§ **Exercise passage**:

Many are frustrated that the state has devised specific, uniform plans for everything from restaurants to golf courses to churches -- but not education.

“If we could do it for the reopening of our state, let’s do it for the reopening of our education,” Burkhead said, urging officials to “make this your top priority.”

Burkhead wrote an open letter to Gov. Charlie Baker asking pointed questions like, “when you only allow gatherings of 25 indoors how can you expect to fill schools with [hundreds]?”

Burkhead explained in an interview, “I think you could avoid some of these contradictory decisions -- and they’re not on purpose, but they had to be pointed out, I think, hopefully so they could be avoided.”

At the announcement of new, community-specific coronavirus data, Massachusetts Gov. Charlie Baker said that many communities meet most benchmarks for at least a hybrid model of in-person learning.

Earlier this week, Baker released a breakdown of the average daily COVID-19 case rate by municipality, with risk ranked from white and green (low) to red (high). He had a strong message for the majority of school districts.

“If you’re in a green or a white community, I can’t imagine a good reason not to go back, whether it’s full time or in some sort of a hybrid,” Baker said.

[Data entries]
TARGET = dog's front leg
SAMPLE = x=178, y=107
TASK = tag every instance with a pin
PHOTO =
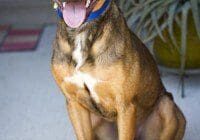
x=81, y=121
x=126, y=121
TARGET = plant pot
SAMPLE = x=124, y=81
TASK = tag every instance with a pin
x=168, y=55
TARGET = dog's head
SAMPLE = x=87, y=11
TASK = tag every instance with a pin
x=76, y=12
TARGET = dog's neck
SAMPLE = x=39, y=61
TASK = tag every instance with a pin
x=81, y=40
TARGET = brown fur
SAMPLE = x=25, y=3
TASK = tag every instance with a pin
x=131, y=94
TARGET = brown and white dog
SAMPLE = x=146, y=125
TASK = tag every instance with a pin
x=110, y=79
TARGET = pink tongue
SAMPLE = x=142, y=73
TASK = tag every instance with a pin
x=74, y=14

§ **Tasks**:
1 > Based on the passage on reopening Massachusetts schools, mark each statement yes or no and support each answer with the deciding words quoted from the passage.
(a) Burkhead's open letter was addressed to Gov. Charlie Baker.
(b) In Baker's breakdown, red marks the lowest risk.
(c) The state has devised specific, uniform plans for education.
2 > Answer these questions from the passage on reopening Massachusetts schools:
(a) What size limit on indoor gatherings does Burkhead cite in the open letter?
(b) What did Baker release earlier this week?
(c) Which colors of community does Baker say have no good reason not to go back?
3 > Continue the passage on reopening Massachusetts schools from its final sentence.

§ **Responses by task**:
1 >
(a) Yes: "Burkhead wrote an open letter to Gov. Charlie Baker"
(b) No: "with risk ranked from white and green (low) to red (high)"
(c) No: "specific, uniform plans for everything from restaurants to golf courses to churches -- but not education"

2 >
(a) 25
(b) A breakdown of the average daily COVID-19 case rate by municipality
(c) Green or white

3 >
The state has reportedly issued further guidance to schools based on that metric, recommending that schools in green or white communities reopen full-time.

“I think that when you get to listen to people, you hear that it’s a lot more complex than one metric number,” Burkhead in response to Baker's comment. “There’s people’s lives at stake.”

As schools work to adjust for the fall, children with food allergies could face unique difficulties.

Burkhead said superintendents are seeing first-hand just how complex this decision has become on many levels.

“I think the governor would be well-served maybe doing some Zoom meetings like the superintendents have done with 500 people or more, just answering all their questions, and listening and talking to communities and going out there and listening to parents and listening to teachers,” Burkhead said.